Set exercise: Please copy out all the rows below, swapping in "the category" for each "the class" and keeping the rest of the wording the same. Omit the pictures from your copy.

Given data:
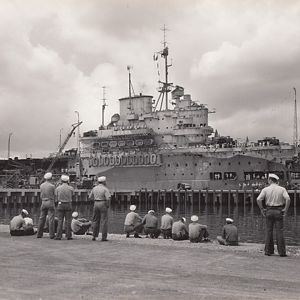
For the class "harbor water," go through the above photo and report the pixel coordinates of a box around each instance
[0,202,300,246]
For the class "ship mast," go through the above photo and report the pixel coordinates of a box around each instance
[102,86,107,128]
[155,24,172,110]
[293,88,298,155]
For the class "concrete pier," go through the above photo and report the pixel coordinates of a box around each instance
[0,189,300,208]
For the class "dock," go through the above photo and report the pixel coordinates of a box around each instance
[0,189,300,208]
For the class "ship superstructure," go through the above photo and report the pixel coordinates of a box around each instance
[69,30,300,191]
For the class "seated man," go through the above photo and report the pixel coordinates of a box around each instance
[189,215,209,243]
[9,209,36,236]
[43,215,58,233]
[217,218,239,246]
[160,207,173,239]
[71,211,92,235]
[142,209,160,239]
[172,217,189,241]
[124,205,143,238]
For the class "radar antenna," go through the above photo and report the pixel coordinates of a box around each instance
[102,86,107,128]
[293,88,298,155]
[153,24,172,110]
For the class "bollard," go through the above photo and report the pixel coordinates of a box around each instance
[234,190,239,206]
[205,190,208,205]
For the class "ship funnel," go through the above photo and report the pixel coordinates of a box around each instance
[110,114,120,123]
[172,85,184,99]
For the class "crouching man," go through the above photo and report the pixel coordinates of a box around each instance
[9,209,36,236]
[142,209,160,239]
[71,211,92,235]
[172,217,189,241]
[124,205,144,238]
[189,215,209,243]
[217,218,239,246]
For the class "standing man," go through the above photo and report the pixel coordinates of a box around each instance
[71,211,92,235]
[89,176,110,242]
[160,207,174,239]
[55,175,74,240]
[257,174,290,257]
[37,172,55,239]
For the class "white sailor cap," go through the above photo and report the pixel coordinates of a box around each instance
[269,173,279,181]
[21,209,29,216]
[166,207,172,214]
[129,204,136,211]
[72,211,78,218]
[98,176,106,182]
[60,175,70,182]
[44,172,52,180]
[191,215,199,222]
[24,218,33,225]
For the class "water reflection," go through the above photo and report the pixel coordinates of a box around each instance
[0,201,300,245]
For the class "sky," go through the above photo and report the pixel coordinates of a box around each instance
[0,0,300,158]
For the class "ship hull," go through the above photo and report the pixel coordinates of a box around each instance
[77,153,289,191]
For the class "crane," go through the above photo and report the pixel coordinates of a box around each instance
[47,121,82,172]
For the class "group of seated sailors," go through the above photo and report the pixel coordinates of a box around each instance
[9,209,92,236]
[124,205,239,246]
[10,205,239,246]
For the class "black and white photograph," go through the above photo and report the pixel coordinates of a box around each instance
[0,0,300,300]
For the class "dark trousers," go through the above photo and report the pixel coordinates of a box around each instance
[37,200,55,238]
[74,222,92,235]
[144,227,160,239]
[93,201,108,240]
[10,228,35,236]
[265,207,286,255]
[56,202,72,239]
[190,226,209,243]
[124,223,144,234]
[172,232,189,241]
[161,228,172,239]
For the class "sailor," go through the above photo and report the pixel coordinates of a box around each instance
[172,217,189,241]
[71,211,92,235]
[37,172,55,239]
[142,209,160,239]
[217,218,239,246]
[124,205,143,238]
[9,209,35,236]
[189,215,209,243]
[160,207,174,239]
[257,174,290,257]
[55,175,74,240]
[89,176,111,242]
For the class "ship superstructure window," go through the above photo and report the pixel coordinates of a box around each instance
[244,172,268,180]
[224,172,237,180]
[209,172,222,180]
[290,172,300,179]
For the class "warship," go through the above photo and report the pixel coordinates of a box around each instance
[68,32,300,191]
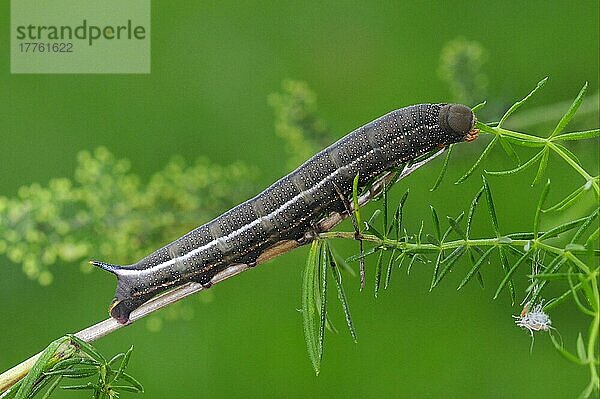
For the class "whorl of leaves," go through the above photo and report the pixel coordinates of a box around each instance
[0,148,255,285]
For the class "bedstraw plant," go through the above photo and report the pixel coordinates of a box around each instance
[0,63,600,398]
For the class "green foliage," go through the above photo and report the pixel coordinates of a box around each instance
[302,239,357,375]
[0,148,255,285]
[269,80,330,168]
[303,79,600,397]
[438,38,488,104]
[0,335,144,399]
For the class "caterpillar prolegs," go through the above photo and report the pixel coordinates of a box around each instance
[90,104,477,323]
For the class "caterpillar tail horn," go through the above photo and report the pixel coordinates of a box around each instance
[89,260,122,276]
[89,260,138,324]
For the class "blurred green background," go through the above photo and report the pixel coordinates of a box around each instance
[0,0,599,398]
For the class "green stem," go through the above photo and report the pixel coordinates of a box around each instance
[547,141,600,195]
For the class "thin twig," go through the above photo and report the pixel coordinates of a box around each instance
[0,149,444,393]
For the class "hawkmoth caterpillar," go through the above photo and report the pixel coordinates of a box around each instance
[90,104,478,323]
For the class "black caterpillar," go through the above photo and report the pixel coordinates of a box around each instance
[90,104,477,323]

Final result:
For the category "harbor water," go through the above photo and report the pixel coordinates of a box around each instance
[0,202,300,246]
For the category "ship mast," go through the above photo and report the pixel coordinates of a box around each instance
[102,86,107,128]
[155,24,172,110]
[293,88,298,155]
For the category "concrete pier," go through the above photo and report the pixel coordinates of a box around each instance
[0,189,300,208]
For the category "dock," go through the above photo and report the pixel coordinates of a box around each instance
[0,189,300,208]
For the category "ship superstructure," go through the above photo and report the pixel coordinates of a box around each instance
[69,30,300,191]
For the category "seated man," go through the above photo and report the pixel coordinates of a box around each instance
[189,215,209,243]
[9,209,36,236]
[43,215,58,233]
[217,218,239,246]
[160,207,173,239]
[71,211,92,235]
[142,209,160,239]
[172,217,189,241]
[124,205,143,238]
For the category "radar antenna," go through the above photo and report the pixel coordinates of a box around each instance
[102,86,107,128]
[293,88,298,155]
[153,24,172,110]
For the category "bollard," go through the above photo and report the pixel coordinates of a box around each instance
[234,190,239,206]
[205,190,208,205]
For the category "ship funnel," go through the above photo and report the pixel coordinates of a box around each instance
[110,114,120,123]
[172,85,184,99]
For the category "crouching man," go through the above photo and report the pixel coordinates of a box around each instance
[9,209,36,236]
[142,209,160,239]
[71,211,92,235]
[172,217,189,241]
[124,205,144,238]
[189,215,209,243]
[217,218,239,246]
For the category "standing man," go through the above photo and report the pixel coordinates of a box around each instance
[71,211,92,235]
[89,176,110,242]
[160,207,174,239]
[55,175,74,240]
[257,174,290,257]
[37,172,55,239]
For the category "white sailor cap," go through the above photo and report the pixel coordinates of a box around each instance
[269,173,279,181]
[21,209,29,216]
[166,207,172,214]
[129,204,136,211]
[72,211,78,218]
[98,176,106,182]
[60,175,70,182]
[44,172,52,180]
[191,215,199,222]
[24,218,33,225]
For the category "water reflection," go through the above photo and report the pixel coordinates of a box around each instance
[0,201,300,245]
For the category "sky," go through the above photo and report the pixel coordinates of a box around each instance
[0,0,300,158]
For the category "ship hull," go through the above photo and report the pixel coordinates of a box around each instance
[77,153,289,191]
For the category "crane," go through the above photo and report the pixel coordinates of a box around each instance
[47,121,82,172]
For the category "group of seated sailors," go through the above photo and report the pixel coordinates of a box around each instance
[9,209,92,236]
[124,205,239,246]
[10,205,239,246]
For the category "black and white photograph," go through the above photo and report the pixel coordinates of a box around each instance
[0,0,300,300]
For the category "dark trousers," go through the above photo and report the pixel coordinates of a box around each instance
[37,200,55,238]
[74,222,92,235]
[144,227,160,239]
[93,201,108,240]
[10,228,35,236]
[265,207,286,255]
[56,202,72,239]
[190,226,209,243]
[124,223,144,234]
[172,232,189,241]
[161,228,172,239]
For the category "sailor," go through the above photo and report the pixel coordinates of a box around each instance
[172,217,189,241]
[71,211,92,235]
[37,172,55,239]
[142,209,160,239]
[217,218,239,246]
[124,205,143,238]
[9,209,35,236]
[189,215,209,243]
[160,207,174,239]
[257,174,290,257]
[55,175,74,240]
[89,176,111,242]
For the category "ship superstructure window," go through the above photo and report the pixel coordinates of a box around each instance
[244,172,268,180]
[224,172,237,180]
[209,172,222,180]
[290,172,300,179]
For the category "warship," go through the above photo and report the pixel coordinates of a box around each instance
[68,32,300,191]
For the category "whorl of leaves," go through the above photo and report the pixel coordinates of a box around each instance
[0,148,255,285]
For the category "bedstraw plant," go through the above photo and report the pixel coordinates of a box around each instance
[0,63,600,398]
For the category "green foliage," go through the above photo and report the pixel coordinates of a box around each instance
[302,239,357,375]
[0,148,255,285]
[269,80,330,168]
[303,79,600,397]
[438,38,488,104]
[0,335,144,399]
For the category "caterpillar prolegs," go through the above photo and report the pixel coordinates of a box around each instance
[90,104,477,323]
For the category "caterpillar tail horn," go through the above photo and report the pixel coordinates of a box around each instance
[89,260,122,276]
[89,260,138,324]
For the category "blurred green background," go through the above photo and report the pixel coordinates of a box around each instance
[0,0,599,398]
For the category "green stem," go through the above photo and report the pixel coordinates of a box around each instance
[547,141,600,195]
For the category "thin twig," go through the above photo and report the pixel coordinates of a box around each instance
[0,149,444,393]
For the category "hawkmoth caterpillar," go through the above photo and report the pixel coordinates of a box around each instance
[90,104,478,323]
For the category "black caterpillar," go through the above photo and report the pixel coordinates of a box around each instance
[90,104,477,323]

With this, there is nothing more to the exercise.